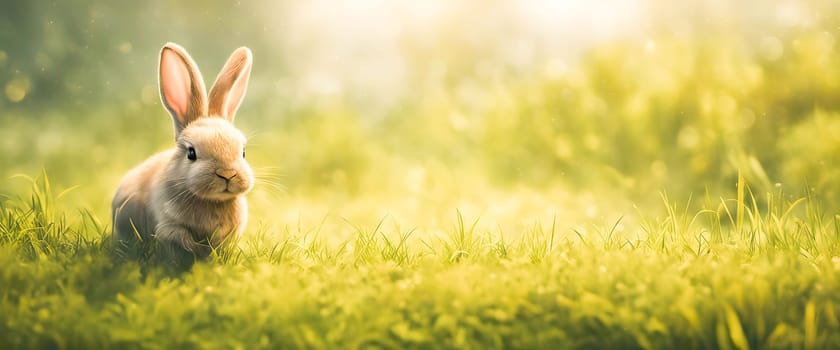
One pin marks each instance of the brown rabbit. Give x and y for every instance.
(191, 197)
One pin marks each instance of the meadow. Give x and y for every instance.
(457, 176)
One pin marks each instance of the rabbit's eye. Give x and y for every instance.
(191, 153)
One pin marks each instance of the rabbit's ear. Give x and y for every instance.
(181, 86)
(229, 89)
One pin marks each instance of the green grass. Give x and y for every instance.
(730, 276)
(457, 183)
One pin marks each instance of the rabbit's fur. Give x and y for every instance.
(191, 197)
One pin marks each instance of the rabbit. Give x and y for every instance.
(191, 198)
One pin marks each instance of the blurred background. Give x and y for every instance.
(504, 109)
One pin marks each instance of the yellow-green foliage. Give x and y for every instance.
(438, 177)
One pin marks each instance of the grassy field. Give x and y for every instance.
(480, 179)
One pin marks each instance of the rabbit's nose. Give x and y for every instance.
(226, 174)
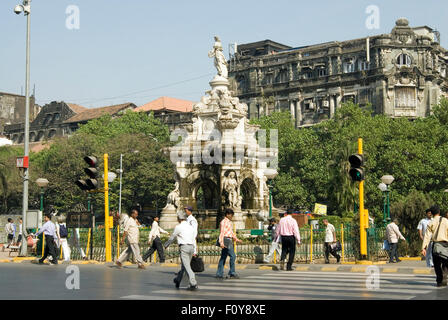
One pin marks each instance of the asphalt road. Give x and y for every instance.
(28, 281)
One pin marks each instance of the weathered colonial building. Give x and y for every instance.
(12, 109)
(401, 74)
(59, 119)
(170, 111)
(49, 123)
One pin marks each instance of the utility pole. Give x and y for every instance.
(106, 210)
(362, 212)
(26, 9)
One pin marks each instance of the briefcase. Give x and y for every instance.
(197, 264)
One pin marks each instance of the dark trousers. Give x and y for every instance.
(49, 250)
(156, 245)
(288, 247)
(393, 253)
(328, 250)
(440, 268)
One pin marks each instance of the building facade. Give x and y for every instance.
(59, 119)
(12, 109)
(400, 74)
(49, 123)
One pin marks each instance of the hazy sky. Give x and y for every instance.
(139, 50)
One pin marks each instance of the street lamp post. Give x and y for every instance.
(384, 186)
(25, 7)
(270, 174)
(42, 183)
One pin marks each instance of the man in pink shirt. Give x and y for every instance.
(289, 232)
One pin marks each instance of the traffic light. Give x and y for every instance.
(92, 172)
(356, 170)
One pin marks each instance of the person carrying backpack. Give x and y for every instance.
(62, 233)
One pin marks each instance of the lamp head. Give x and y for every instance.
(388, 179)
(18, 9)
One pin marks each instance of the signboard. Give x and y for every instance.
(33, 219)
(22, 162)
(79, 220)
(320, 209)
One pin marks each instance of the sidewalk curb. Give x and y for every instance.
(343, 267)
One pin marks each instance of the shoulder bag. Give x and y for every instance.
(440, 248)
(197, 264)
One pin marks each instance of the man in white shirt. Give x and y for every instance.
(154, 240)
(49, 232)
(422, 225)
(330, 240)
(19, 239)
(131, 231)
(9, 230)
(62, 233)
(393, 235)
(192, 222)
(186, 239)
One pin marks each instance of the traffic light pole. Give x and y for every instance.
(106, 210)
(362, 213)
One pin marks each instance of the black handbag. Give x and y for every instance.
(197, 264)
(440, 249)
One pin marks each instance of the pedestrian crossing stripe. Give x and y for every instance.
(303, 285)
(329, 269)
(422, 271)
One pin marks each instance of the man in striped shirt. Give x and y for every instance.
(289, 232)
(226, 238)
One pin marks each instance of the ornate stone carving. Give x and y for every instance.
(231, 190)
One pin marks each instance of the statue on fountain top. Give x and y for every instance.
(220, 59)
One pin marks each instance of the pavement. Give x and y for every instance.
(106, 282)
(406, 266)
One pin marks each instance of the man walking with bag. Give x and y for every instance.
(437, 231)
(154, 240)
(131, 231)
(330, 242)
(288, 230)
(422, 225)
(226, 238)
(393, 235)
(185, 235)
(275, 241)
(49, 232)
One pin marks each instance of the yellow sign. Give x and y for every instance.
(320, 209)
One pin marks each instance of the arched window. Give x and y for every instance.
(40, 136)
(51, 134)
(404, 60)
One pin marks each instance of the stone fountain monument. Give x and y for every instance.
(219, 162)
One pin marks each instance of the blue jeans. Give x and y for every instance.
(224, 253)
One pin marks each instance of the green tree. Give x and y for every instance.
(147, 173)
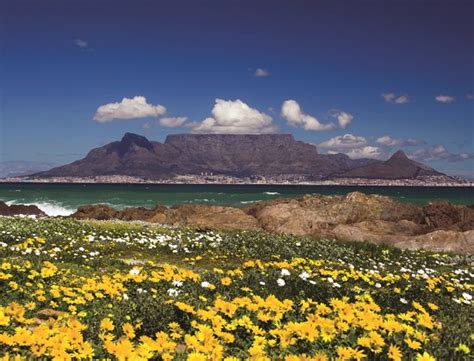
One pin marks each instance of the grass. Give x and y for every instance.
(90, 289)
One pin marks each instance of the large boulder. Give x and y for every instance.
(100, 212)
(444, 215)
(314, 214)
(20, 209)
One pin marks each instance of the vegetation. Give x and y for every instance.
(72, 290)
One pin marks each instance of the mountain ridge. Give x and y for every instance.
(237, 155)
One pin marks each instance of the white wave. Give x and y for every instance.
(246, 202)
(52, 209)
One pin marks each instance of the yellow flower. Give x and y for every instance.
(425, 357)
(394, 353)
(414, 345)
(226, 281)
(107, 324)
(128, 330)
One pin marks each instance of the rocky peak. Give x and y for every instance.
(131, 139)
(399, 155)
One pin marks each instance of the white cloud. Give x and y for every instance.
(343, 118)
(261, 73)
(439, 152)
(352, 145)
(235, 117)
(81, 43)
(294, 115)
(128, 108)
(388, 141)
(172, 122)
(447, 99)
(396, 99)
(343, 142)
(365, 152)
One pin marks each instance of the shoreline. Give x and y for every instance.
(344, 183)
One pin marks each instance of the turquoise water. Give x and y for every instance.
(63, 199)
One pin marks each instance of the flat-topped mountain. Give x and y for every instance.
(238, 155)
(396, 167)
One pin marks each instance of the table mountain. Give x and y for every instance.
(226, 154)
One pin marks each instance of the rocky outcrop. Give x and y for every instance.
(19, 209)
(378, 219)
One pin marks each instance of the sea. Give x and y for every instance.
(63, 199)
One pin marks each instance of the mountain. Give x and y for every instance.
(397, 167)
(21, 168)
(228, 154)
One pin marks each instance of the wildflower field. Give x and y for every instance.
(83, 290)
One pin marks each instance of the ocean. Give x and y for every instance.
(64, 199)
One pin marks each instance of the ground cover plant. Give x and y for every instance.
(82, 290)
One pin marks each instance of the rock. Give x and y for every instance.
(444, 215)
(316, 213)
(100, 212)
(20, 209)
(354, 217)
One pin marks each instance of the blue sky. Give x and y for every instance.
(62, 60)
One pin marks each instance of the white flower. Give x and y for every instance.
(281, 282)
(172, 292)
(134, 271)
(304, 275)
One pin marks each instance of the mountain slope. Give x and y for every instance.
(399, 166)
(229, 154)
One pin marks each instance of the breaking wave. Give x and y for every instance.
(52, 209)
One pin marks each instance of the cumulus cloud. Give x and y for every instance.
(439, 152)
(172, 122)
(396, 99)
(388, 141)
(343, 142)
(365, 152)
(446, 99)
(261, 73)
(81, 43)
(128, 108)
(343, 118)
(352, 145)
(235, 117)
(292, 112)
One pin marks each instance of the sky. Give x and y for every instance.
(365, 78)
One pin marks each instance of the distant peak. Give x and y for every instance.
(130, 139)
(399, 155)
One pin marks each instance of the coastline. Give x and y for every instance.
(442, 181)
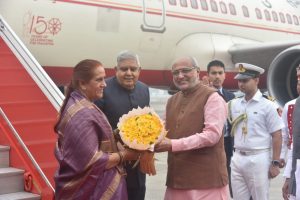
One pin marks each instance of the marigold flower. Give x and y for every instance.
(141, 128)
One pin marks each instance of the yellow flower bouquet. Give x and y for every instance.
(141, 128)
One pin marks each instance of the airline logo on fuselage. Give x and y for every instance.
(41, 30)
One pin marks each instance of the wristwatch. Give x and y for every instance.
(275, 163)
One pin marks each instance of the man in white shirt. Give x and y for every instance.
(256, 127)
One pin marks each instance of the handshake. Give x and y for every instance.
(145, 158)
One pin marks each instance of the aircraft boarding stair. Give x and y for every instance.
(29, 103)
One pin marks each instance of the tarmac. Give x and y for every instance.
(155, 185)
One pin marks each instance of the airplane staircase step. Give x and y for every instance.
(11, 180)
(29, 104)
(4, 156)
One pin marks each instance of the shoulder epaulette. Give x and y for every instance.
(269, 97)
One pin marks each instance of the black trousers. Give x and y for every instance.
(228, 145)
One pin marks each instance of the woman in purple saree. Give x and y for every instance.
(90, 164)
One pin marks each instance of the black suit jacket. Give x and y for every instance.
(296, 145)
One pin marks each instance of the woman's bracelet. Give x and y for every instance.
(121, 156)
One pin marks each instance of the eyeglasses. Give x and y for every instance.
(215, 72)
(184, 71)
(244, 80)
(126, 68)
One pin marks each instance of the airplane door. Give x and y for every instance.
(154, 16)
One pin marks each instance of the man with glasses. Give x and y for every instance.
(256, 127)
(216, 76)
(195, 118)
(123, 93)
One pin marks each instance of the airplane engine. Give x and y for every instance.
(282, 79)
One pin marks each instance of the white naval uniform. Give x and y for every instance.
(252, 157)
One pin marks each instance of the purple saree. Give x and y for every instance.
(85, 139)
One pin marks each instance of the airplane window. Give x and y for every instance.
(258, 13)
(213, 5)
(232, 9)
(204, 5)
(245, 11)
(267, 15)
(296, 21)
(289, 18)
(275, 16)
(223, 7)
(282, 18)
(172, 2)
(194, 4)
(183, 3)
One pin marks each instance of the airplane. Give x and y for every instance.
(60, 33)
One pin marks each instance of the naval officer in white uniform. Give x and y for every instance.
(256, 127)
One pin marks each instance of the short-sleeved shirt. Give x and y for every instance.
(262, 120)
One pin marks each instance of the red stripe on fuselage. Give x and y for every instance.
(154, 78)
(126, 7)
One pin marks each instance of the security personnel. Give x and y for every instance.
(256, 127)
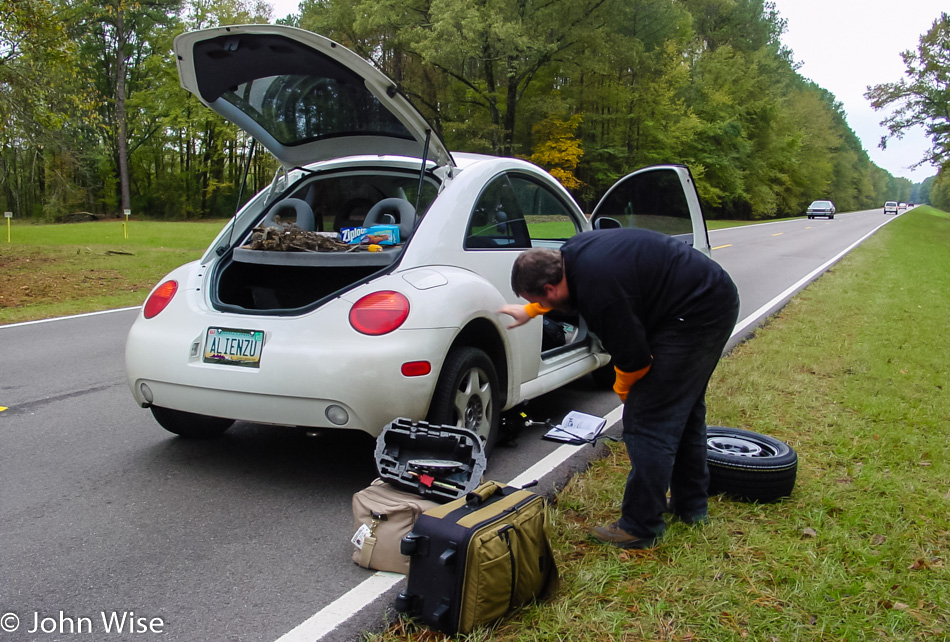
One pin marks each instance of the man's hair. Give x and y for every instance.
(535, 268)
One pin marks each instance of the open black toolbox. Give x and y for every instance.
(438, 462)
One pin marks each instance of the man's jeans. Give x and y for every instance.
(664, 427)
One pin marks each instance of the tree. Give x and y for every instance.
(923, 97)
(558, 149)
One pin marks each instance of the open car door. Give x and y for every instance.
(661, 198)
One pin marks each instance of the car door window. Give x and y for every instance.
(653, 200)
(548, 219)
(497, 221)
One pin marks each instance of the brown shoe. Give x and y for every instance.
(616, 536)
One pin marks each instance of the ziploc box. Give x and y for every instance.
(378, 234)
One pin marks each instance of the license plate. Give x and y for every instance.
(232, 347)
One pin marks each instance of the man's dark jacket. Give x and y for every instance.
(630, 285)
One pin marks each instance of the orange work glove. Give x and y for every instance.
(535, 309)
(625, 381)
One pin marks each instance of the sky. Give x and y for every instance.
(845, 46)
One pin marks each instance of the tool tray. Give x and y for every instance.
(438, 462)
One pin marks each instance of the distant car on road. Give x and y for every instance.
(821, 208)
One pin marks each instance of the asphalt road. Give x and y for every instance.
(106, 518)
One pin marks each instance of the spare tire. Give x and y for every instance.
(748, 465)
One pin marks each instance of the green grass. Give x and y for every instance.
(55, 270)
(853, 374)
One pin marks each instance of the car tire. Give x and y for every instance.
(190, 425)
(467, 395)
(748, 465)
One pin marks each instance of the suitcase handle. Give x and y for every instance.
(483, 493)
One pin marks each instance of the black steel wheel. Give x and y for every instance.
(467, 395)
(190, 425)
(748, 465)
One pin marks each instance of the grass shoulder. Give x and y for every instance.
(852, 374)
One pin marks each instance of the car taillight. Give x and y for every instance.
(160, 298)
(379, 312)
(416, 368)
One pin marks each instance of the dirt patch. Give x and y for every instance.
(28, 280)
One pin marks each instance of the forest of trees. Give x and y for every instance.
(92, 118)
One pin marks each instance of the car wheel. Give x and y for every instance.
(190, 425)
(749, 465)
(466, 395)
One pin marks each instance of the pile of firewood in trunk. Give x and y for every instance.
(290, 238)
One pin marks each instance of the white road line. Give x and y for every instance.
(342, 608)
(743, 325)
(73, 316)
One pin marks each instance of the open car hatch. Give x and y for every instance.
(302, 96)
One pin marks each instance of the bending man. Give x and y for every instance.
(663, 311)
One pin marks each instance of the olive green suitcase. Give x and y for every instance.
(474, 559)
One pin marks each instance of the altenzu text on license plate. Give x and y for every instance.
(234, 347)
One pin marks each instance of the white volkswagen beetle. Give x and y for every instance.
(353, 339)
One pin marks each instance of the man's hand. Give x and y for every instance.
(517, 312)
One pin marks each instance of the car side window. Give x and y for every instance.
(547, 217)
(652, 200)
(497, 221)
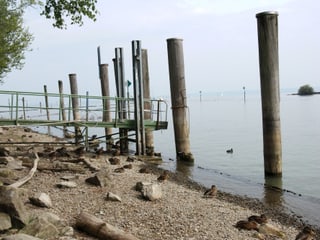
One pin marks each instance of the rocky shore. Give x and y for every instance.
(177, 210)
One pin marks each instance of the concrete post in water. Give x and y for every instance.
(106, 116)
(147, 101)
(179, 99)
(63, 113)
(270, 94)
(75, 104)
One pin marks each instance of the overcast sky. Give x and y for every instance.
(219, 40)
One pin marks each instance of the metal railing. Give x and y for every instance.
(51, 109)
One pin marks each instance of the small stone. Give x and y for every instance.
(152, 192)
(5, 222)
(66, 184)
(113, 197)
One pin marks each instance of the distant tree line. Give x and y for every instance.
(15, 39)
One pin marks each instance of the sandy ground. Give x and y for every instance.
(181, 213)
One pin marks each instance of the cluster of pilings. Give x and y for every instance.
(270, 96)
(142, 107)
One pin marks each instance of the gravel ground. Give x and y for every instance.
(181, 213)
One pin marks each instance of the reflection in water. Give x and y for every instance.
(184, 167)
(273, 193)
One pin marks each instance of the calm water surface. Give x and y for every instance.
(220, 122)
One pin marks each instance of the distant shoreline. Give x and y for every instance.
(304, 94)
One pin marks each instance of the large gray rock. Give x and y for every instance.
(12, 204)
(41, 200)
(5, 221)
(152, 191)
(45, 226)
(101, 178)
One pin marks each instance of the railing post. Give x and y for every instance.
(47, 105)
(270, 94)
(106, 115)
(75, 104)
(60, 85)
(179, 99)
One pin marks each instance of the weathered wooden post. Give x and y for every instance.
(270, 94)
(106, 116)
(63, 113)
(147, 101)
(179, 99)
(138, 96)
(47, 105)
(75, 104)
(23, 108)
(120, 84)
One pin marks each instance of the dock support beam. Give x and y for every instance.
(106, 116)
(138, 96)
(120, 83)
(147, 102)
(179, 99)
(270, 93)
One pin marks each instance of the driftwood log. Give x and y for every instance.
(57, 166)
(26, 178)
(99, 229)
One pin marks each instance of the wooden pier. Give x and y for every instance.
(27, 109)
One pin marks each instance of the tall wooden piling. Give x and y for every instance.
(179, 98)
(138, 96)
(105, 90)
(147, 101)
(75, 104)
(63, 112)
(270, 93)
(120, 84)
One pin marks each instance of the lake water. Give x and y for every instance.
(222, 121)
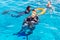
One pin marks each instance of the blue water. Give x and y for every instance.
(47, 29)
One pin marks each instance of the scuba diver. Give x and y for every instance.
(19, 13)
(28, 25)
(49, 6)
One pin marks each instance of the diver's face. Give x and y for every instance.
(29, 8)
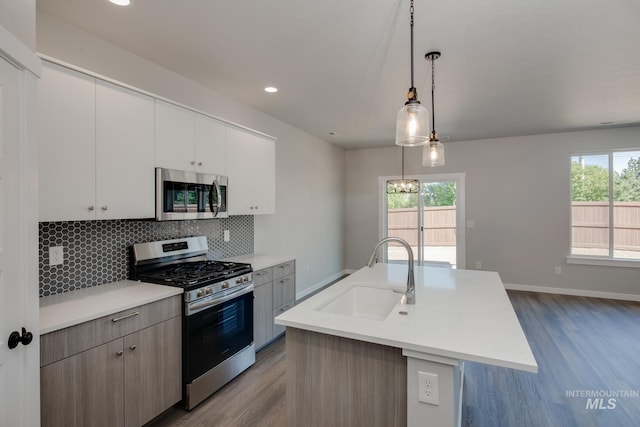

• _Your goal_:
Could you turn everything from the line with "One pin marks each instance of the lake" through the end of the material into a numbered list, skipping blank lines and leaving out the pictures?

• _Answer in full_:
1. One pin marks each instance of the lake water. Give x and y for every instance.
2. (222, 121)
3. One pin marks each instance of the blue water. Give x and y for every instance.
4. (47, 29)
5. One pin marks each instance of the scuba diver. Give x and y for every instance.
6. (19, 13)
7. (28, 25)
8. (49, 6)
9. One pin marks each instance of the diver's face. Give x and y for every instance.
10. (29, 8)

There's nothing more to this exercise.